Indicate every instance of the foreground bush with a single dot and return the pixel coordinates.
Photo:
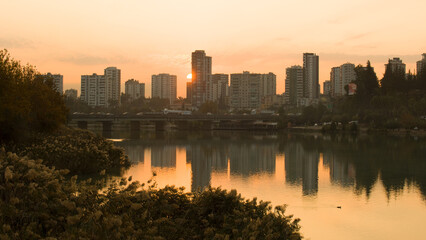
(38, 202)
(79, 151)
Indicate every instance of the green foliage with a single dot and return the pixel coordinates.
(28, 101)
(79, 151)
(398, 103)
(367, 82)
(39, 202)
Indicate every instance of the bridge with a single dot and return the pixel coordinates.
(160, 121)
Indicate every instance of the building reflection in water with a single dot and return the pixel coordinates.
(163, 156)
(248, 159)
(301, 166)
(342, 172)
(356, 163)
(135, 153)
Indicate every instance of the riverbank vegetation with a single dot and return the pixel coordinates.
(40, 202)
(397, 101)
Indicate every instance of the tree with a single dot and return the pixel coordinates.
(367, 82)
(28, 101)
(393, 81)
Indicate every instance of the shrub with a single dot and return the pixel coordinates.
(39, 202)
(79, 151)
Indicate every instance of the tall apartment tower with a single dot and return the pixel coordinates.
(326, 87)
(71, 93)
(201, 73)
(336, 82)
(134, 89)
(294, 84)
(340, 77)
(310, 75)
(269, 84)
(58, 80)
(113, 84)
(189, 91)
(164, 86)
(348, 75)
(217, 86)
(245, 90)
(93, 90)
(396, 64)
(421, 65)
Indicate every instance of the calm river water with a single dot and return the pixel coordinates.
(378, 181)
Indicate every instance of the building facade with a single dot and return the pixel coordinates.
(245, 91)
(164, 86)
(102, 90)
(93, 90)
(201, 74)
(218, 87)
(347, 76)
(58, 81)
(421, 65)
(134, 89)
(268, 85)
(396, 64)
(340, 78)
(326, 88)
(311, 75)
(293, 84)
(71, 93)
(113, 84)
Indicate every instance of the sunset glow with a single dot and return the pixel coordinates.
(84, 37)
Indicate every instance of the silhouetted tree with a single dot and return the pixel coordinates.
(28, 101)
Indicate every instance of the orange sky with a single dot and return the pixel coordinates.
(142, 38)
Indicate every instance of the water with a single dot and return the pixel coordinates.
(379, 182)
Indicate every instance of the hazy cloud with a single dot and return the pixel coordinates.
(353, 37)
(16, 43)
(95, 60)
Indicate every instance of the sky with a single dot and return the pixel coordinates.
(143, 38)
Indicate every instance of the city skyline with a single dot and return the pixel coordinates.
(82, 40)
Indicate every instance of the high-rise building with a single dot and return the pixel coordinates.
(293, 84)
(245, 91)
(58, 81)
(421, 65)
(217, 86)
(113, 84)
(326, 87)
(71, 93)
(189, 91)
(134, 89)
(93, 90)
(268, 85)
(336, 82)
(396, 64)
(164, 86)
(348, 75)
(340, 77)
(201, 73)
(310, 75)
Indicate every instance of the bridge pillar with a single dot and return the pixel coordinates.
(207, 125)
(182, 125)
(82, 124)
(160, 125)
(135, 129)
(107, 129)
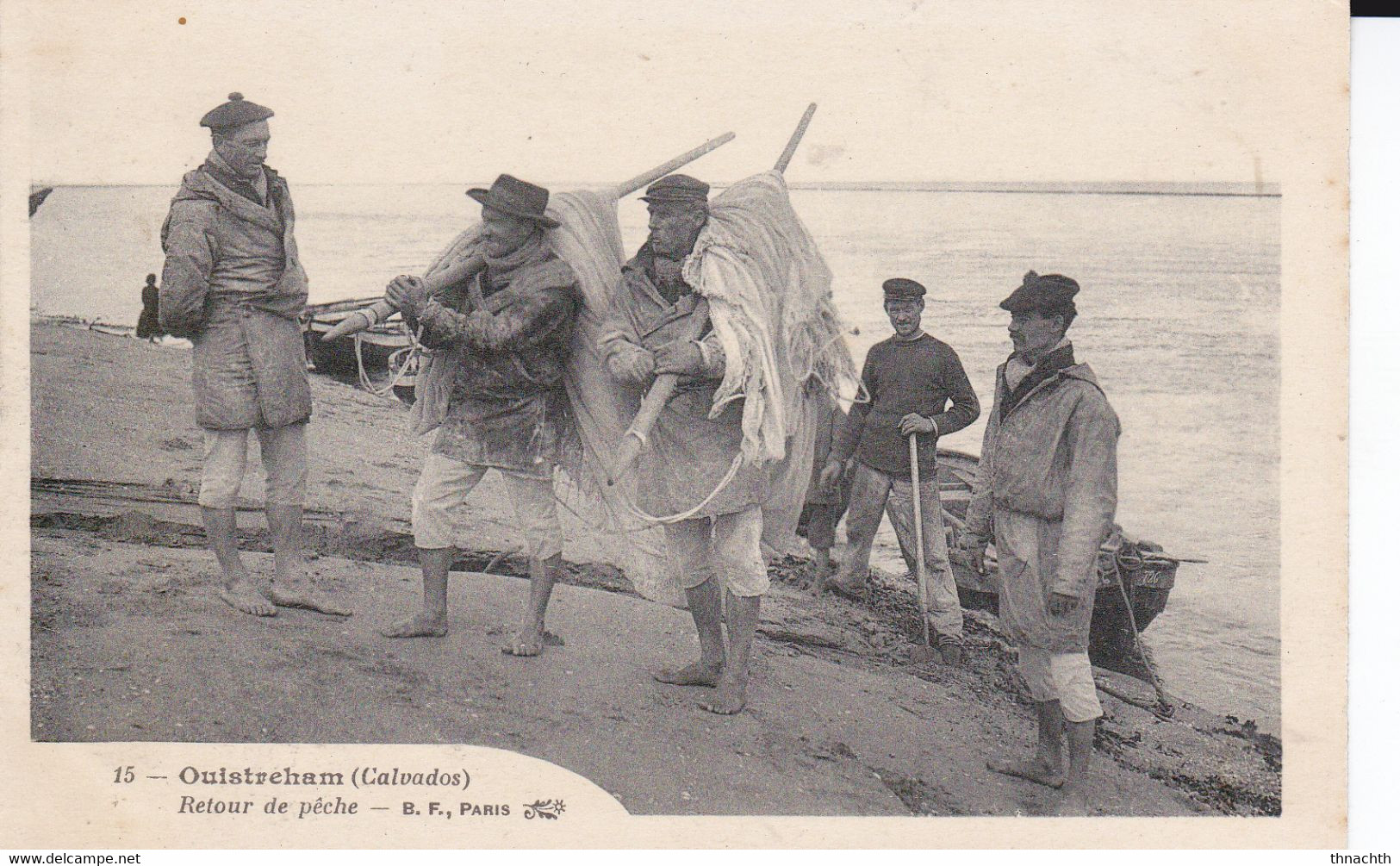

TASK PROMPT: Please repeat the listing precisely, excluding the pictures it contains.

OUTPUT FOR THIS EXERCISE:
Indicate every instance of the foreground bush with a single dot and return the pixel coordinates.
Photo:
(38, 202)
(79, 151)
Indicate every instance of the green foliage with a single dot and return the pixel coordinates.
(28, 101)
(79, 151)
(398, 103)
(367, 82)
(39, 202)
Indicate every instance of the bridge with a single dot and return the pixel coordinates.
(160, 121)
Indicate every instance of the building reflection in water with a single dot and return the pixel coordinates.
(163, 156)
(248, 159)
(301, 166)
(342, 172)
(356, 163)
(135, 153)
Indicate every instance of the riverbank vegetation with a single dot and return the pixel coordinates.
(40, 202)
(397, 101)
Indicate every instance of the tree with a single dot and return the pixel coordinates.
(367, 82)
(28, 101)
(393, 81)
Indicate every instance of the shrub with a single dot and return the pixel coordinates.
(39, 202)
(79, 151)
Indicate every instance of the tall apartment tower with a single dot and return the pixel coordinates.
(326, 87)
(71, 93)
(201, 73)
(336, 82)
(134, 89)
(294, 84)
(340, 77)
(310, 75)
(269, 84)
(58, 80)
(113, 84)
(189, 91)
(164, 86)
(348, 75)
(217, 86)
(245, 90)
(93, 90)
(396, 64)
(421, 65)
Indicate every instance of the calm river water with a single dot and return the pixel coordinates.
(378, 181)
Indicate every instance of the building facade with a single dot and return the pixel coordinates.
(245, 91)
(164, 86)
(102, 90)
(93, 90)
(201, 74)
(218, 87)
(347, 76)
(58, 81)
(421, 65)
(134, 89)
(268, 85)
(396, 64)
(340, 78)
(326, 88)
(311, 75)
(293, 84)
(71, 93)
(113, 84)
Indicate every instance of the sunset glow with a single dot and return the pixel coordinates.
(84, 37)
Indicate every instance of the silhouetted tree with a single dot and return the pixel coordinates.
(28, 101)
Indicate every instance of the orange sky with a single dot and return the pixel coordinates.
(142, 38)
Indicate every instance of the water with a single dot and return the pixel coordinates.
(379, 182)
Indicate every instance of the hazy cloud with a single dot and return the pixel coordinates.
(353, 37)
(16, 43)
(95, 60)
Indicate every instance of the sky with a single dot and return the pixel coordinates.
(143, 38)
Indicate every instance of the city skyline with a single dot and return the pixel coordinates.
(82, 40)
Indicate every instance of the high-rise building with a single dot and return the pixel coordinates.
(293, 84)
(245, 91)
(58, 81)
(421, 65)
(217, 86)
(113, 84)
(326, 87)
(71, 93)
(189, 91)
(134, 89)
(93, 90)
(268, 85)
(336, 82)
(396, 64)
(164, 86)
(348, 75)
(340, 77)
(201, 73)
(310, 75)
Indicate every instance of the bridge pillar with a single dot and return the pixel coordinates.
(207, 125)
(182, 125)
(82, 124)
(160, 125)
(135, 129)
(107, 129)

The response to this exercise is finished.